#### [Aim]
Transcribe the listing in full, excluding any pictures.

#### [Raw data]
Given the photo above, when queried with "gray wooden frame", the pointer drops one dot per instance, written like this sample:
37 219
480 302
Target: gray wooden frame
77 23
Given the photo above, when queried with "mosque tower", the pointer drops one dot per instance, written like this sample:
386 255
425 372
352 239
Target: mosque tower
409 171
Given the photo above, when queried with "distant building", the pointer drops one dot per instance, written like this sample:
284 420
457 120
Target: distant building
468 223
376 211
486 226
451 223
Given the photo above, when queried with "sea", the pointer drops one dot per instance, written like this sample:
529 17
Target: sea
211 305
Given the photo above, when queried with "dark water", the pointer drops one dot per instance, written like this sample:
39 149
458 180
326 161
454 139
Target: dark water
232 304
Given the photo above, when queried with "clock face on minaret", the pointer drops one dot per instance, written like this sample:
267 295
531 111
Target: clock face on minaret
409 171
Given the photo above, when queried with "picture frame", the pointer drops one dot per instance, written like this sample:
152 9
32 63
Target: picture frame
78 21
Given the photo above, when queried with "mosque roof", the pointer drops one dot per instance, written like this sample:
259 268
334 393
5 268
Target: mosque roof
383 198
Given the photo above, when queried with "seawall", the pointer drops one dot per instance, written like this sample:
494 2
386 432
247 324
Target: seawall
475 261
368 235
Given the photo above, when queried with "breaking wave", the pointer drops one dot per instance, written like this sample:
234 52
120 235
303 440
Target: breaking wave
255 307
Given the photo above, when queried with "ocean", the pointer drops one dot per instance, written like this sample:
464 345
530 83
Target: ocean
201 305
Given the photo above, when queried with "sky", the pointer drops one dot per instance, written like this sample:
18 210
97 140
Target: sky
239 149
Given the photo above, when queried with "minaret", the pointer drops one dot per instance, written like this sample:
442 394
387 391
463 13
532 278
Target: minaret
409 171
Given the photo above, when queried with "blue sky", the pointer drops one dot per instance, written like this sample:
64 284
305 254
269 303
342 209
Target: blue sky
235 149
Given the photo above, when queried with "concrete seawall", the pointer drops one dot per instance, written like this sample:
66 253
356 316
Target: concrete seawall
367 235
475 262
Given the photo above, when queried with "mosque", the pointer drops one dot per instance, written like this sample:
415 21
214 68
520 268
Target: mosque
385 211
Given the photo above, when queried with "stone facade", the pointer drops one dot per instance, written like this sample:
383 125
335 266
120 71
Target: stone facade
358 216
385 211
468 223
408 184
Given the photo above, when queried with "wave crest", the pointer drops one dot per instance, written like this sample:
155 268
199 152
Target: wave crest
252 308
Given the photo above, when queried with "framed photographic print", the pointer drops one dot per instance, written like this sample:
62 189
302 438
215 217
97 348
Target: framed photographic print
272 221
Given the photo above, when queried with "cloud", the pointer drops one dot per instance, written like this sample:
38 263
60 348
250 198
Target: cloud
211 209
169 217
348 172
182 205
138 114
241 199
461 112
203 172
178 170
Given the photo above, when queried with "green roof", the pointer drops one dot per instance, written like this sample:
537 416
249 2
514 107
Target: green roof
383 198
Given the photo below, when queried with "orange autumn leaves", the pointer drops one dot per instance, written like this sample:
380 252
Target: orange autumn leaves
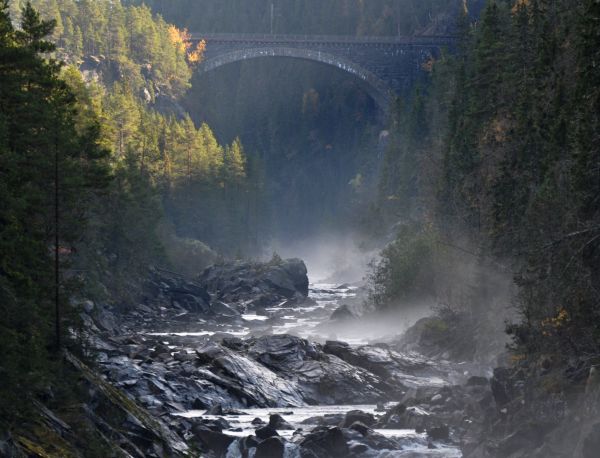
182 40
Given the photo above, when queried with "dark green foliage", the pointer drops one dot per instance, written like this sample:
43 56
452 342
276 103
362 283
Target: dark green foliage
126 43
49 171
515 168
372 17
406 270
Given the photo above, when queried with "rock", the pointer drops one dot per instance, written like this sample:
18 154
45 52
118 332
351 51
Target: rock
246 379
273 282
358 449
217 425
273 447
591 444
276 421
217 409
217 442
358 416
342 313
477 381
439 433
360 427
320 378
326 442
265 432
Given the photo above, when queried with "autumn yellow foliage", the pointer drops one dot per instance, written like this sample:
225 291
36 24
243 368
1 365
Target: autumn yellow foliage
182 40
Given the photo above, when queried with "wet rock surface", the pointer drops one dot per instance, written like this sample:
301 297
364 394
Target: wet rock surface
202 364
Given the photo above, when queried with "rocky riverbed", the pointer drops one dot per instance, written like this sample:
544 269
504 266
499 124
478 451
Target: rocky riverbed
249 360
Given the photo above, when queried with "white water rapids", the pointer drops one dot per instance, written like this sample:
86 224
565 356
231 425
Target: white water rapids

#### [Problem solution]
Given the photo above, when queried with "gray wooden frame", the pointer drops one dot per instance, written like this sample:
37 219
480 302
Target: gray wooden frame
77 23
Given the photo above, when queried with "mosque tower", the pointer drops one dot per instance, written like this sample:
386 255
425 372
352 239
Target: mosque tower
409 171
Given the photo above, when queried with "distant building", the pointer drops one dot per instance, written like this sample:
284 420
457 120
Target: distant building
468 223
376 211
486 226
451 223
Given the photo above, when queried with "sea", the pointer drops one dot per instance, written like this sample:
529 17
Target: sea
211 305
Given the photo above, when queried with "dark water", the pointer drops one dot per instance, written like this sample:
39 149
458 180
326 161
454 139
Target: dark water
232 304
Given the photo above, when queried with "clock face on minaret", the pointer drops one dot per instance, written like this sample:
267 295
531 111
Target: clock face on minaret
409 171
Given the photo above, when queried with "picture frame", the pointer drops one dot per instance, written like this sample:
152 9
32 63
Target: picture frame
78 21
Given the photo above, when queried with "mosque roof", the pointer drops one dot per instance, written like this sample:
259 268
334 393
5 268
Target: mosque roof
383 198
Given the photo above, when queried with "seawall", the pointer drops one dot per instance, written like this sample:
494 2
386 432
247 324
Target: seawall
475 261
368 235
Given the photo above, when queried with "breaking wave", the pointer drops one dot per instance, written like this sample:
234 52
120 235
303 440
Target: breaking wave
255 307
Given the photo above, when queried with "ocean", the pointer drops one dot per instance, written like this sample:
464 345
530 83
Target: ocean
201 305
Given the photo above, when queried with "sky", the pointer drops one dot per instance, written like this sample:
18 210
97 140
Target: sky
239 149
Given the photo above, when queried with "minaret", the pointer drops one dot per instance, written like this sample:
442 394
387 391
463 13
532 278
Target: minaret
409 171
Given the photo above, when queried with "blue sky", the pointer drops one dot per instance, written like this sample:
64 284
305 254
269 303
342 209
Target: blue sky
235 149
Given the photo above, when queried with "concrete seawall", the pointer drops one dot per instance, written like this sample:
66 253
356 316
Target: concrete seawall
367 235
475 262
Given the photo above, when queried with "mosque", the pointer drops one dot per instance, written like this sample:
415 21
214 68
520 268
Target: mosque
385 211
Given the photo above, when queried with "stone facade", the pointer drops one dot per instance, written like this sample:
383 125
335 266
120 71
Target: stone facade
358 216
385 211
468 223
408 184
Given the photo above, when queried with "wave crest", the pointer drops one dot per instance, written like this sample:
155 268
199 152
Target: wave crest
252 308
Given the photo above, when queried with "framed photographic print", the pointer drops one dot per instance, written like this sample:
62 189
302 438
215 217
97 348
Target: framed photographic print
272 221
Given the photo above, when queried with "cloud", the pointer drops one dot per instance, written like this sample:
38 263
60 348
250 198
Target: cloud
211 209
169 217
348 172
182 205
138 114
241 199
461 112
203 172
178 170
Given the photo above, when queried with "green roof", the pointer drops one dot per instance, written like this sample:
537 416
249 2
514 107
Target: green roof
383 198
Given the photo below, when queried with "orange autumn leaves", the pointer drops one dot per instance, written like this sample:
380 252
Target: orange autumn leaves
182 40
Given the photo above, when queried with "dark green foliage", the pointer drops one dot per instance, written like this sample:
43 56
452 342
276 103
362 283
Target: dark green foliage
126 43
49 171
515 168
372 17
406 270
Given the photo above, when queried with "rock", the pointer drops one dot per instance, written like this sample:
18 154
45 52
118 332
351 51
Target: rock
246 379
273 282
358 449
217 425
273 447
591 444
276 421
217 409
217 442
358 416
342 313
477 381
439 433
360 427
320 378
326 442
265 432
Given the photo above, when queried with "autumn yellow foliage", the pointer drops one dot per instance, written like this sample:
225 291
36 24
243 368
1 365
Target: autumn yellow foliage
182 40
Given the photo above, when queried with "wet rock surface", the pointer drops one dot per instance, written like this sample:
301 297
364 394
Target: wet rock surface
202 364
Given the photo above, when queried with "rocky riverbed", the pointer drops one dot per instance, written like this sample:
544 269
504 266
499 124
478 451
Target: rocky riverbed
249 360
Given the photo above, when queried with "white water rapids", the pointer drops one dot per instance, written like this sample:
86 224
565 356
231 425
Target: white water rapids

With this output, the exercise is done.